Data in this exercise:

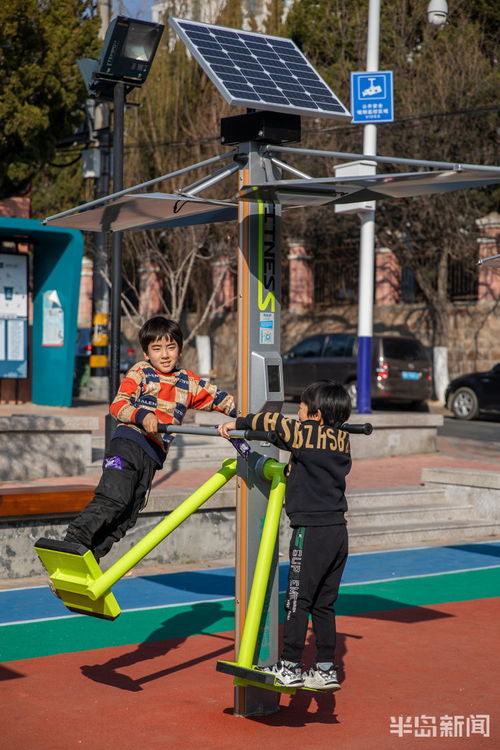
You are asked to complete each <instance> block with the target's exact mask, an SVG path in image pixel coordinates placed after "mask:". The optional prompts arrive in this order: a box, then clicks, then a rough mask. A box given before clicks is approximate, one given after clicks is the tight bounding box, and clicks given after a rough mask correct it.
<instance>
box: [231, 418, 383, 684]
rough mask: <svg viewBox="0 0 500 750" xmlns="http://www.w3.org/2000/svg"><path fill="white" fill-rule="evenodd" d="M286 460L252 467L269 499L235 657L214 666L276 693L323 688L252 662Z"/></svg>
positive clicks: (363, 433) (282, 501)
mask: <svg viewBox="0 0 500 750" xmlns="http://www.w3.org/2000/svg"><path fill="white" fill-rule="evenodd" d="M342 429H343V430H345V431H346V432H349V433H351V434H360V435H371V433H372V432H373V426H372V425H371V424H370V423H369V422H365V423H363V424H347V423H346V424H343V425H342ZM245 434H246V436H247V437H248V438H250V439H251V438H252V436H255V437H256V438H262V437H264V438H265V439H267V440H268V441H269V442H274V440H275V437H276V436H275V434H274V433H272V432H268V433H256V432H254V433H252V432H250V431H247V432H246V433H245ZM285 466H286V464H283V463H279V462H278V461H273V460H272V459H267V460H265V461H264V462H263V463H260V464H257V467H256V470H257V471H258V472H259V471H260V473H261V474H262V477H263V478H265V479H268V480H270V481H271V490H270V492H269V502H268V505H267V512H266V517H265V520H264V526H263V529H262V535H261V540H260V545H259V552H258V555H257V562H256V565H255V571H254V575H253V581H252V587H251V590H250V598H249V601H248V606H247V615H246V618H245V624H244V626H243V634H242V637H241V640H240V647H239V650H238V658H237V660H236V661H235V662H230V661H218V662H217V666H216V669H217V671H218V672H224V673H225V674H229V675H232V676H233V678H234V679H233V684H234V685H235V686H236V687H243V688H245V687H257V688H263V689H265V690H270V691H273V692H277V693H287V694H290V695H294V694H295V693H296V691H297V690H309V691H311V690H312V691H313V692H325V691H324V690H323V691H322V690H316V689H314V688H306V687H299V688H297V687H288V686H285V685H281V684H280V683H278V682H277V681H276V679H275V678H274V676H273V675H272V674H270V673H269V672H263V671H262V670H261V669H259V666H258V665H255V664H254V659H255V654H256V649H257V642H258V636H259V630H260V628H261V620H262V614H263V611H264V603H265V598H266V592H267V587H268V584H269V577H270V574H271V567H272V561H273V554H274V550H275V547H276V541H277V539H278V533H279V523H280V516H281V509H282V506H283V500H284V497H285V489H286V479H285V476H284V470H285Z"/></svg>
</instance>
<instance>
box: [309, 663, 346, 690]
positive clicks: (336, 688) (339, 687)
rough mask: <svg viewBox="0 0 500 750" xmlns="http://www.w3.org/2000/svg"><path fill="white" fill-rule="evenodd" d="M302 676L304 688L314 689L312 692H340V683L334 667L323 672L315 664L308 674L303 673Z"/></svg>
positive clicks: (324, 670) (316, 665)
mask: <svg viewBox="0 0 500 750" xmlns="http://www.w3.org/2000/svg"><path fill="white" fill-rule="evenodd" d="M302 676H303V678H304V687H309V688H314V690H340V683H339V681H338V678H337V672H336V670H335V668H334V667H330V669H326V670H325V669H321V668H320V667H319V666H318V665H317V664H315V665H314V667H311V669H310V670H309V671H308V672H304V674H303V675H302Z"/></svg>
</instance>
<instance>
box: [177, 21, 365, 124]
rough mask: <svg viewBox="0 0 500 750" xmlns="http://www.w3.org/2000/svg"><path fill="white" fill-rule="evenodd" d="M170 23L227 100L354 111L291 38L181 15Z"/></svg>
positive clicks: (297, 113)
mask: <svg viewBox="0 0 500 750" xmlns="http://www.w3.org/2000/svg"><path fill="white" fill-rule="evenodd" d="M170 24H171V26H172V27H173V29H174V30H175V32H176V33H177V34H178V35H179V37H180V38H181V39H182V41H183V42H184V44H185V45H186V47H187V48H188V50H189V51H190V53H191V54H192V55H193V57H194V58H195V59H196V60H197V61H198V62H199V63H200V65H201V67H202V68H203V70H204V71H205V73H206V74H207V75H208V77H209V78H210V79H211V80H212V81H213V83H214V84H215V85H216V86H217V88H218V90H219V91H220V93H221V94H222V96H223V97H224V98H225V99H226V101H228V102H229V104H234V105H236V106H240V107H252V108H254V109H271V110H274V111H276V112H288V113H294V114H298V115H309V116H314V117H349V118H350V117H351V114H350V112H349V111H348V110H347V109H346V108H345V107H344V105H343V104H342V103H341V102H340V101H339V99H338V98H337V97H336V96H335V94H334V93H333V91H332V90H331V89H330V87H329V86H328V85H327V84H326V83H325V81H324V80H323V79H322V78H321V76H320V75H318V73H317V72H316V71H315V70H314V68H313V67H312V65H311V64H310V63H309V62H308V61H307V59H306V58H305V57H304V55H303V54H302V52H301V51H300V50H299V48H298V47H297V45H296V44H295V43H294V42H292V40H291V39H283V38H281V37H277V36H269V35H267V34H256V33H254V32H251V31H240V30H238V29H228V28H225V27H222V26H214V25H213V24H207V23H199V22H198V21H187V20H184V19H181V18H170Z"/></svg>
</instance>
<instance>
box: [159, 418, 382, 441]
mask: <svg viewBox="0 0 500 750" xmlns="http://www.w3.org/2000/svg"><path fill="white" fill-rule="evenodd" d="M342 429H343V430H344V431H345V432H349V433H351V434H352V435H371V434H372V432H373V425H372V424H370V422H364V423H362V424H349V423H348V422H345V423H344V424H343V425H342ZM158 432H167V433H184V434H188V435H208V436H210V437H217V435H218V432H217V428H216V427H191V426H188V425H186V426H181V425H175V424H162V423H160V424H159V425H158ZM231 437H232V438H235V439H238V438H246V439H247V440H262V441H265V442H266V443H273V442H274V441H275V440H276V439H277V436H276V433H275V432H273V431H264V430H233V431H232V432H231Z"/></svg>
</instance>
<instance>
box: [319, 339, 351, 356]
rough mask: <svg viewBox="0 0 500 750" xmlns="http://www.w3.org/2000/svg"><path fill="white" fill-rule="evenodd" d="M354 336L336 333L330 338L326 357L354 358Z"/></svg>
mask: <svg viewBox="0 0 500 750" xmlns="http://www.w3.org/2000/svg"><path fill="white" fill-rule="evenodd" d="M354 339H355V337H354V335H353V334H349V333H334V334H331V335H330V336H328V341H327V342H326V346H325V351H324V352H323V356H324V357H352V350H353V347H354Z"/></svg>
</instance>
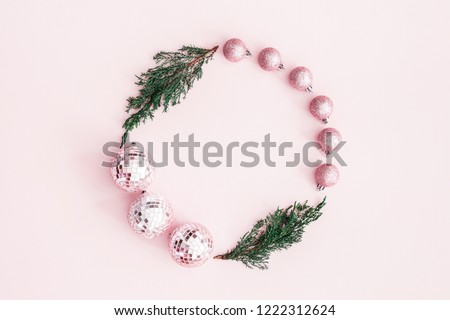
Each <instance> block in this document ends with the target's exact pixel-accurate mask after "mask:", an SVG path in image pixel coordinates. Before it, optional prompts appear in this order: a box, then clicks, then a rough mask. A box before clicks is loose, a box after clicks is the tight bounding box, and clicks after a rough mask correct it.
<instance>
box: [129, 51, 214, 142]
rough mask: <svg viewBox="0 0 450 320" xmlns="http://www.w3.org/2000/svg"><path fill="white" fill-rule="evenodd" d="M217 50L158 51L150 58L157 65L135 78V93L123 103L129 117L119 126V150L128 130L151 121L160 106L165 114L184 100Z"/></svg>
mask: <svg viewBox="0 0 450 320" xmlns="http://www.w3.org/2000/svg"><path fill="white" fill-rule="evenodd" d="M217 48H218V46H215V47H214V48H211V49H203V48H197V47H194V46H183V47H182V48H181V49H179V50H178V51H175V52H166V51H161V52H159V53H157V54H156V55H155V56H154V57H153V60H155V62H156V65H157V66H156V67H154V68H151V69H149V70H147V72H144V73H142V74H141V75H140V76H137V79H138V80H137V81H136V84H137V85H138V86H139V87H140V89H139V94H138V95H137V96H135V97H130V98H128V100H127V101H128V106H127V109H126V112H127V113H131V115H130V116H129V117H128V118H127V119H126V120H125V122H124V124H123V128H124V130H125V132H124V134H123V136H122V144H121V147H122V146H123V145H124V144H125V142H126V140H127V137H128V135H129V133H130V131H131V130H133V129H135V128H136V127H138V126H139V125H140V124H141V123H145V121H146V120H148V119H150V120H153V117H154V112H155V111H156V110H157V109H158V108H160V107H161V106H162V107H163V112H167V109H168V108H169V106H174V105H176V104H178V103H180V101H181V99H182V98H183V99H184V98H185V97H186V94H187V92H188V91H189V90H190V89H191V88H192V86H193V85H194V82H195V81H196V80H199V79H200V78H201V77H202V75H203V71H202V67H203V65H204V64H206V63H208V62H209V61H210V60H211V59H212V57H213V55H214V53H215V52H216V51H217Z"/></svg>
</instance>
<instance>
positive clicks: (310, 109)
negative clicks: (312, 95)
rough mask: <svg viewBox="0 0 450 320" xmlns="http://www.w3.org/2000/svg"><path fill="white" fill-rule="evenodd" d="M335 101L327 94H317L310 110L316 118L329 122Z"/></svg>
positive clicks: (332, 111)
mask: <svg viewBox="0 0 450 320" xmlns="http://www.w3.org/2000/svg"><path fill="white" fill-rule="evenodd" d="M333 107H334V106H333V101H331V99H330V98H328V97H327V96H317V97H315V98H314V99H312V100H311V103H310V104H309V111H310V112H311V114H312V115H313V116H314V117H315V118H316V119H319V120H320V121H322V122H323V123H325V124H327V123H328V119H329V118H330V116H331V114H332V113H333Z"/></svg>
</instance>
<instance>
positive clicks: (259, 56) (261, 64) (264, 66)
mask: <svg viewBox="0 0 450 320" xmlns="http://www.w3.org/2000/svg"><path fill="white" fill-rule="evenodd" d="M258 63H259V66H260V67H261V68H262V69H263V70H266V71H274V70H281V69H284V66H283V62H282V61H281V55H280V53H279V52H278V50H277V49H275V48H265V49H263V50H262V51H261V52H260V53H259V55H258Z"/></svg>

Task requirements:
Can you copy out the material word for word, beginning at its very start and stopping after the line that contains "positive clicks: (363, 433) (282, 501)", and leave the pictures out of your answer?

Your response:
You are asked to complete each <instance> block with the target's exact mask, an SVG path in image pixel coordinates placed after "mask:". The optional prompts arrive in this order: a box, then clicks, then a rough mask. A box given before clicks is approximate, one given after clicks is the tight bounding box, and clicks given after a rough mask correct it.
<instance>
box: [231, 418, 383, 684]
rough mask: <svg viewBox="0 0 500 750" xmlns="http://www.w3.org/2000/svg"><path fill="white" fill-rule="evenodd" d="M286 460L252 467L269 499L235 657L214 666L276 693L323 688L252 662Z"/></svg>
positive clicks: (363, 433) (282, 501)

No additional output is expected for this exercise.